Start Selected extract

This method is invoked when a transport instance is about to be
reconnected. Each Memory Region object is reset to its initial
state.

Signed-off-by: Chuck Lever <[email protected]>
Reviewed-by: Sagi Grimberg <[email protected]>
Tested-by: Devesh Sharma <[email protected]>
Tested-by: Meghana Cheripady <[email protected]>
Tested-by: Veeresh U. Kokatnur <[email protected]>
---
net/sunrpc/xprtrdma/fmr_ops.c | 23 ++++++++
net/sunrpc/xprtrdma/frwr_ops.c | 51 ++++++++++++++++++
net/sunrpc/xprtrdma/physical_ops.c | 6 ++
net/sunrpc/xprtrdma/verbs.c | 103 +-----------------------------------
net/sunrpc/xprtrdma/xprt_rdma.h | 1
5 files changed, 83 insertions(+), 101 deletions(-)

diff --git a/net/sunrpc/xprtrdma/fmr_ops.c b/net/sunrpc/xprtrdma/fmr_ops.c
index 825ce96..93261b0 100644
--- a/net/sunrpc/xprtrdma/fmr_ops.c
+++ b/net/sunrpc/xprtrdma/fmr_ops.c
@@ -146,10 +146,33 @@ out_err:
return nsegs;
}

+/* After a disconnect, unmap all FMRs.
+ *
+ * This is invoked only in the transport connect worker in order
+ * to serialize with rpcrdma_register_fmr_external().
+ */
+static void
+fmr_op_reset(struct rpcrdma_xprt *r_xprt)
+{
+ struct rpcrdma_buffer *buf = &r_xprt->rx_buf;
+ struct rpcrdma_mw *r;
+ LIST_HEAD(list);
+ int rc;
+
+ list_for_each_entry(r, &buf->rb_all, mw_all)
+ list_add(&r->r.fmr->list, &list);
+
+ rc = ib_unmap_fmr(&list);
+ if (rc)
+ dprintk("RPC: %s: ib_unmap_fmr failed %i\n",
+ __func__, rc);
+}
+
const struct rpcrdma_memreg_ops rpcrdma_fmr_memreg_ops = {
.ro_map = fmr_op_map,
.ro_unmap = fmr_op_unmap,
.ro_maxpages = fmr_op_maxpages,
.ro_init = fmr_op_init,
+ .ro_reset = fmr_op_reset,
.ro_displayname = "fmr",
};
diff --git a/net/sunrpc/xprtrdma/frwr_ops.c b/net/sunrpc/xprtrdma/frwr_ops.c
index 9168c15..c2bb29d 100644
--- a/net/sunrpc/xprtrdma/frwr_ops.c
+++ b/net/sunrpc/xprtrdma/frwr_ops.c
@@ -46,6 +46,18 @@ out_list_err:
return rc;
}

+static void
+__frwr_release(struct rpcrdma_mw *r)

End Selected extract
Start Provided material

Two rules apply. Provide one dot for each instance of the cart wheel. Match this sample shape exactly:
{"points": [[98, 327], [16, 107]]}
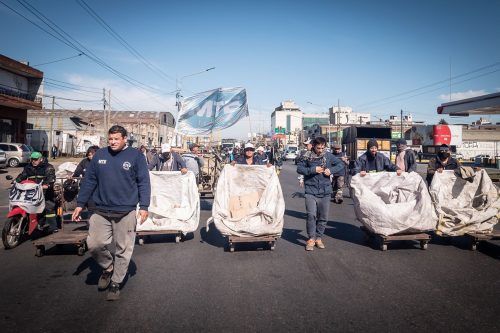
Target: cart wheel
{"points": [[40, 251]]}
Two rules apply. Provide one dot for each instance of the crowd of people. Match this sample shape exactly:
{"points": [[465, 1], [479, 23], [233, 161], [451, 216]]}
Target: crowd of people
{"points": [[116, 180]]}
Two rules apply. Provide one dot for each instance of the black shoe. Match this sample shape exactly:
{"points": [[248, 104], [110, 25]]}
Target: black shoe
{"points": [[104, 280], [113, 292]]}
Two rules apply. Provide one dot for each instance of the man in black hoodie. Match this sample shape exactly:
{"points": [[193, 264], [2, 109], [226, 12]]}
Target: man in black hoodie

End Provided material

• Jobs
• a. Summarize the patch excerpt in two sentences.
• b. Carry the patch excerpt forward from its last line, writing the next several lines of the frwr_ops.c diff.

• Per-task outputs
• a. The patch excerpt describes a method that is invoked when a transport instance is about to be reconnected and resets each Memory Region object to its initial state, with changes across five files totaling 83 insertions and 101 deletions. In fmr_ops.c it adds fmr_op_reset, which unmaps all FMRs after a disconnect, is invoked only in the transport connect worker to serialize with rpcrdma_register_fmr_external(), and is registered as the .ro_reset operation.

• b.
+{
+ int rc;
+
+ rc = ib_dereg_mr(r->r.frmr.fr_mr);
+ if (rc)
+ dprintk("RPC: %s: ib_dereg_mr status %i\n",
+ __func__, rc);
+ ib_free_fast_reg_page_list(r->r.frmr.fr_pgl);
+}
+
/* FRWR mode conveys a list of pages per chunk segment. The
* maximum length of that list is the FRWR page list depth.
*/
@@ -210,10 +222,49 @@ out_err:
return nsegs;
}

+/* After a disconnect, a flushed FAST_REG_MR can leave an FRMR in
+ * an unusable state. Find FRMRs in this state and dereg / reg
+ * each. FRMRs that are VALID and attached to an rpcrdma_req are
+ * also torn down.
+ *
+ * This gives all in-use FRMRs a fresh rkey and leaves them INVALID.
+ *
+ * This is invoked only in the transport connect worker in order
+ * to serialize with rpcrdma_register_frmr_external().
+ */
+static void
+frwr_op_reset(struct rpcrdma_xprt *r_xprt)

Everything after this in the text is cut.